→ **Direction**
Decide whether each statement agrees with the R visualization code: (a) the BAD variable is turned into a factor labeled "Paid" and "Defaulted"; (b) the bar chart displays a legend; (c) the bars are filled with green and red. Answer yes or no for each and quote the words of the code that decide it.

→ **Selected text**
2. Data Visualization
#Load required packages
library(ggplot2)
library(cowplot)
library(plotly)
##
## Attaching package: 'plotly'
## The following object is masked from 'package:ggplot2':
##
## last_plot
## The following object is masked from 'package:stats':
##
## filter
## The following object is masked from 'package:graphics':
##
## layout
#Factorize BAD into 2 levels: 0: Paid, 1: Defaulted
plot_dt <- hmeq
plot_dt$BAD <- factor(plot_dt$BAD, labels = c("Paid", "Defaulted"))
head(plot_dt$BAD)
## [1] Defaulted Defaulted Defaulted Defaulted Paid Defaulted
## Levels: Paid Defaulted
#Disable exponential notation in graphs
options(scipen = 999)
#BAD vs DELINQ
bar1 <- ggplot(plot_dt, aes(BAD, DELINQ, fill = BAD)) +
geom_bar(stat = "identity", show.legend = F, width = 0.4) +
labs(title = "Delinquent Credit Lines", x = "", y = "Delinquent Credit Lines", fill = "Status") +
theme_bw() +
theme(plot.title = element_text(face = "bold", hjust = 0.5, size = 10), text = element_text(family = "serif"),
aspect.ratio = 2/1, panel.grid = element_blank()) +
scale_fill_manual(values = c("steelblue", "brown"))

(Records from a dataset)
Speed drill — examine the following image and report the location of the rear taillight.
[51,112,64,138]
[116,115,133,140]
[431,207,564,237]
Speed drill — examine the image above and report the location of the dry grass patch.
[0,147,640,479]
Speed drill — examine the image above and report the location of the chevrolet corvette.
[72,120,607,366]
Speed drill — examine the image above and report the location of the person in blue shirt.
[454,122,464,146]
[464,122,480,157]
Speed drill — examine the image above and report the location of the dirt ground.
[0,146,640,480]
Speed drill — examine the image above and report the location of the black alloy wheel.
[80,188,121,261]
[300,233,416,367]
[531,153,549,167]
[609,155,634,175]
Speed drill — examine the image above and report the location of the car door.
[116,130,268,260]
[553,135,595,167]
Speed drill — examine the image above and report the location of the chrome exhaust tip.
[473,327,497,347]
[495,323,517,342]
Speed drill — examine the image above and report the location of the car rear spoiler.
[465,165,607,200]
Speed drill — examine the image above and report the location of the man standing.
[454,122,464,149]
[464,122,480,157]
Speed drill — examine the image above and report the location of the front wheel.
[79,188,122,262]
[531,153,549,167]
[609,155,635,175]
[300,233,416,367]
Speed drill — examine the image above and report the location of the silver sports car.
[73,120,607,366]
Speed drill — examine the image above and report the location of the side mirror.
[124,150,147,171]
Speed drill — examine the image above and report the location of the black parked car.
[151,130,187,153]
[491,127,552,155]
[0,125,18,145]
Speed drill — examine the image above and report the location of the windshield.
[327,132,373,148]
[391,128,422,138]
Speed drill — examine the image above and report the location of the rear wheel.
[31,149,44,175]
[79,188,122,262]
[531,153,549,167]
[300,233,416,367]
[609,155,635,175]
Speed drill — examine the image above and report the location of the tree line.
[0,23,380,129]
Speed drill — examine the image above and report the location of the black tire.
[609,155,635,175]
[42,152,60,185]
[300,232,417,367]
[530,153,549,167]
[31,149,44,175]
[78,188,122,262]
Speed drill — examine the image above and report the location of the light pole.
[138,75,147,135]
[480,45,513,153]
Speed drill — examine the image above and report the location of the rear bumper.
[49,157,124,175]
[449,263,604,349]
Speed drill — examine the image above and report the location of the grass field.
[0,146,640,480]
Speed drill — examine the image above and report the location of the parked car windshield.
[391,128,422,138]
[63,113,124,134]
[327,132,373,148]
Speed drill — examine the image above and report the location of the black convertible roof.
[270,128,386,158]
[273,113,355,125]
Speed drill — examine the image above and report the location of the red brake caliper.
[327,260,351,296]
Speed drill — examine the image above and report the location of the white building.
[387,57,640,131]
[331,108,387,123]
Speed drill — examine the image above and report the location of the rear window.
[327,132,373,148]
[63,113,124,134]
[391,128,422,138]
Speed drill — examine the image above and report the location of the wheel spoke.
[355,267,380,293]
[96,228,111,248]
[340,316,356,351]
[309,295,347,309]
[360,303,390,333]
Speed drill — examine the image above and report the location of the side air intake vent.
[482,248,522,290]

→ **Exercise response**
(a) Yes: "plot_dt$BAD <- factor(plot_dt$BAD, labels = c("Paid", "Defaulted"))"
(b) No: "show.legend = F"
(c) No: "scale_fill_manual(values = c("steelblue", "brown"))"